▶ **Work instructions**: Copy out the entries that follow, unchanged.

▶ **Input data**:

**********

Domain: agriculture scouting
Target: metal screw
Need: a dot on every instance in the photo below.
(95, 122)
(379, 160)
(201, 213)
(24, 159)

**********

▶ **Solution**:
Domain: agriculture scouting
Target: metal screw
Need: a dot on every instance in the photo below.
(95, 122)
(379, 160)
(201, 213)
(24, 159)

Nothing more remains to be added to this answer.